Task objective: Pull out every line of the rows below that contains the word "window", copying each line in full. Match case exactly.

Start Material

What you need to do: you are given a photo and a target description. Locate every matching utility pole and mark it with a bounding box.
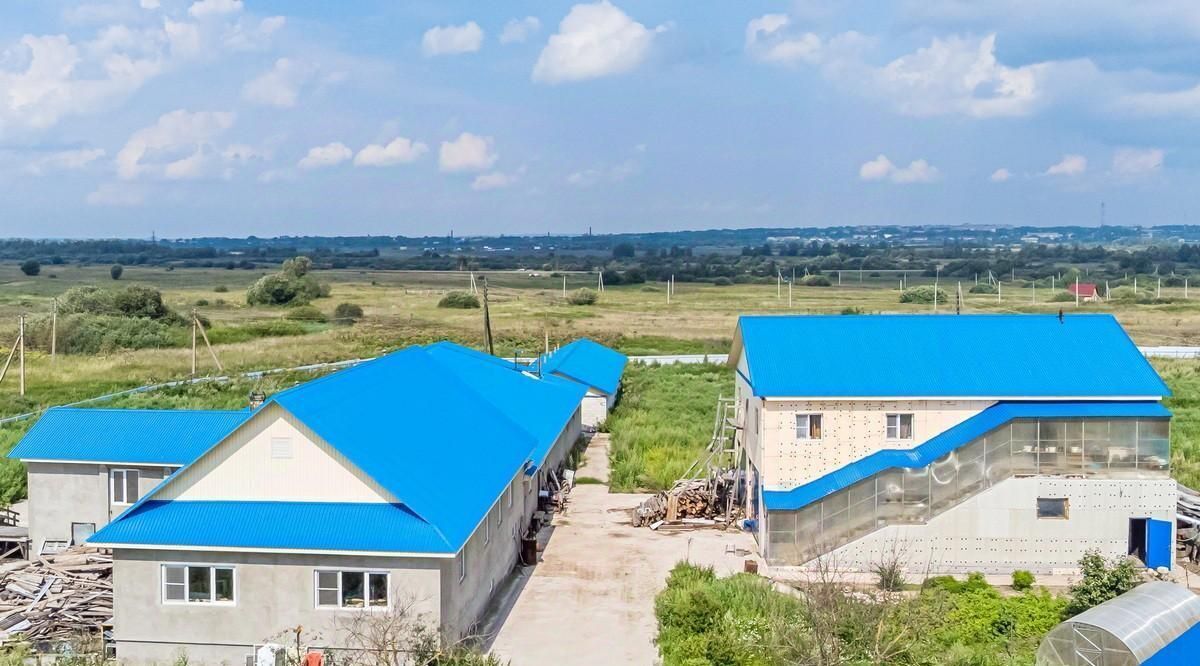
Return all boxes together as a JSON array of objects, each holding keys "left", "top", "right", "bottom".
[{"left": 484, "top": 276, "right": 496, "bottom": 356}]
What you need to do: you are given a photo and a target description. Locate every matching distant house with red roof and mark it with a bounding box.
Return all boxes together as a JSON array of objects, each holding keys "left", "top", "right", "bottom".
[{"left": 1067, "top": 282, "right": 1100, "bottom": 301}]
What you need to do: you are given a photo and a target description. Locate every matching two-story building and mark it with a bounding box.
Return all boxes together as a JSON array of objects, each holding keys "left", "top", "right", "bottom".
[{"left": 730, "top": 314, "right": 1176, "bottom": 572}]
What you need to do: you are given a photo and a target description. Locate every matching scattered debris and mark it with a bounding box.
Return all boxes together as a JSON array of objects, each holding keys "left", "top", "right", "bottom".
[{"left": 0, "top": 547, "right": 113, "bottom": 644}]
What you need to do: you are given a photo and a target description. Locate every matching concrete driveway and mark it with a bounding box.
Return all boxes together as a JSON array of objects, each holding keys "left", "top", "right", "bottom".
[{"left": 486, "top": 433, "right": 754, "bottom": 666}]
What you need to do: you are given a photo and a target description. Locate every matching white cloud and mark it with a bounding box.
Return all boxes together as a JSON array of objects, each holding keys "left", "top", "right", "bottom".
[
  {"left": 470, "top": 167, "right": 524, "bottom": 191},
  {"left": 116, "top": 109, "right": 234, "bottom": 180},
  {"left": 296, "top": 142, "right": 354, "bottom": 169},
  {"left": 438, "top": 132, "right": 499, "bottom": 172},
  {"left": 858, "top": 155, "right": 942, "bottom": 185},
  {"left": 1112, "top": 148, "right": 1165, "bottom": 176},
  {"left": 421, "top": 20, "right": 484, "bottom": 58},
  {"left": 241, "top": 58, "right": 312, "bottom": 108},
  {"left": 500, "top": 16, "right": 541, "bottom": 44},
  {"left": 25, "top": 148, "right": 104, "bottom": 175},
  {"left": 354, "top": 137, "right": 430, "bottom": 167},
  {"left": 85, "top": 182, "right": 145, "bottom": 206},
  {"left": 1043, "top": 155, "right": 1087, "bottom": 175},
  {"left": 745, "top": 14, "right": 821, "bottom": 62},
  {"left": 187, "top": 0, "right": 242, "bottom": 18},
  {"left": 533, "top": 0, "right": 666, "bottom": 84}
]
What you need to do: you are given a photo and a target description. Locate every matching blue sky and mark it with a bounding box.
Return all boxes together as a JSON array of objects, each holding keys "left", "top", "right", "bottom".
[{"left": 0, "top": 0, "right": 1200, "bottom": 238}]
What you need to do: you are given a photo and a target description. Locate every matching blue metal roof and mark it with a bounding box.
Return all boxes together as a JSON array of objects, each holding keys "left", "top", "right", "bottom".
[
  {"left": 8, "top": 407, "right": 250, "bottom": 466},
  {"left": 88, "top": 500, "right": 454, "bottom": 552},
  {"left": 762, "top": 402, "right": 1171, "bottom": 511},
  {"left": 731, "top": 314, "right": 1170, "bottom": 397},
  {"left": 542, "top": 337, "right": 629, "bottom": 395}
]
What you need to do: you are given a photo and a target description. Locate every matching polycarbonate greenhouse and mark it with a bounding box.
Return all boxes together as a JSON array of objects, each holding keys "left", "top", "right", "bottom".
[{"left": 1037, "top": 581, "right": 1200, "bottom": 666}]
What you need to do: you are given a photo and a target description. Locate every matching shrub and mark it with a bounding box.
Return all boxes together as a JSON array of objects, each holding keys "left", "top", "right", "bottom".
[
  {"left": 438, "top": 292, "right": 479, "bottom": 310},
  {"left": 900, "top": 284, "right": 949, "bottom": 304},
  {"left": 1013, "top": 569, "right": 1037, "bottom": 592},
  {"left": 283, "top": 305, "right": 328, "bottom": 323},
  {"left": 334, "top": 302, "right": 362, "bottom": 324},
  {"left": 566, "top": 287, "right": 600, "bottom": 305}
]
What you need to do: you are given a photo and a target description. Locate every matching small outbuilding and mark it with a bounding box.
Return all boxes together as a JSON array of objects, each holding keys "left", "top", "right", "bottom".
[
  {"left": 1037, "top": 581, "right": 1200, "bottom": 666},
  {"left": 541, "top": 337, "right": 629, "bottom": 427}
]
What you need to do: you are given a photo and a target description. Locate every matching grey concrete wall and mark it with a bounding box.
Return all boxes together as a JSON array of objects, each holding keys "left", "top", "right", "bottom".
[
  {"left": 113, "top": 548, "right": 441, "bottom": 666},
  {"left": 26, "top": 462, "right": 168, "bottom": 553}
]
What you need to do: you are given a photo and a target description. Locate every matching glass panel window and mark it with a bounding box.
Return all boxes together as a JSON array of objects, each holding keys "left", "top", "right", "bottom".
[
  {"left": 796, "top": 414, "right": 821, "bottom": 439},
  {"left": 887, "top": 414, "right": 912, "bottom": 439}
]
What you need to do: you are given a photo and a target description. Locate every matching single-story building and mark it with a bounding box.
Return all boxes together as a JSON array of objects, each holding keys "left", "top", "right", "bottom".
[
  {"left": 7, "top": 342, "right": 628, "bottom": 665},
  {"left": 540, "top": 337, "right": 629, "bottom": 427}
]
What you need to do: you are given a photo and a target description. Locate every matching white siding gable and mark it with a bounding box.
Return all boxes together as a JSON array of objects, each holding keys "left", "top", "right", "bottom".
[{"left": 155, "top": 404, "right": 396, "bottom": 502}]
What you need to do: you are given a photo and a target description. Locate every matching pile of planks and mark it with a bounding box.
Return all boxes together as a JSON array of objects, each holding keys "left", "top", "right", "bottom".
[{"left": 0, "top": 547, "right": 113, "bottom": 644}]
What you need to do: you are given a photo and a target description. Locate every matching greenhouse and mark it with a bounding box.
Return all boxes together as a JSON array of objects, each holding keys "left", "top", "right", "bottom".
[{"left": 1037, "top": 581, "right": 1200, "bottom": 666}]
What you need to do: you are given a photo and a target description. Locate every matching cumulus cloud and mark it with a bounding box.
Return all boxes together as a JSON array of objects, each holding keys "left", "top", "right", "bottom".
[
  {"left": 858, "top": 155, "right": 942, "bottom": 185},
  {"left": 25, "top": 148, "right": 104, "bottom": 175},
  {"left": 438, "top": 132, "right": 499, "bottom": 172},
  {"left": 187, "top": 0, "right": 242, "bottom": 18},
  {"left": 533, "top": 0, "right": 666, "bottom": 84},
  {"left": 1043, "top": 155, "right": 1087, "bottom": 176},
  {"left": 241, "top": 58, "right": 312, "bottom": 108},
  {"left": 421, "top": 20, "right": 484, "bottom": 58},
  {"left": 1112, "top": 148, "right": 1165, "bottom": 176},
  {"left": 745, "top": 14, "right": 821, "bottom": 64},
  {"left": 296, "top": 142, "right": 354, "bottom": 169},
  {"left": 354, "top": 137, "right": 430, "bottom": 167},
  {"left": 116, "top": 109, "right": 234, "bottom": 180},
  {"left": 500, "top": 16, "right": 541, "bottom": 44}
]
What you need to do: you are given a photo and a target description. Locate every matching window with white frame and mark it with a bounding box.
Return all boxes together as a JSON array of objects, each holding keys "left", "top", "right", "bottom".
[
  {"left": 314, "top": 569, "right": 391, "bottom": 608},
  {"left": 162, "top": 564, "right": 234, "bottom": 605},
  {"left": 887, "top": 414, "right": 912, "bottom": 439},
  {"left": 796, "top": 414, "right": 821, "bottom": 439},
  {"left": 108, "top": 469, "right": 140, "bottom": 504}
]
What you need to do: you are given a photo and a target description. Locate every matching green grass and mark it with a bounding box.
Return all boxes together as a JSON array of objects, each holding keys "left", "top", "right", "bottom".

End Material

Written response:
What you need to do: you are given a photo and a target description. Locate every matching glass panel window and mark it with a bounding box.
What you need to do: you are given a photo and a target description. Locate every matching window with white frame and mark it with a bounding box.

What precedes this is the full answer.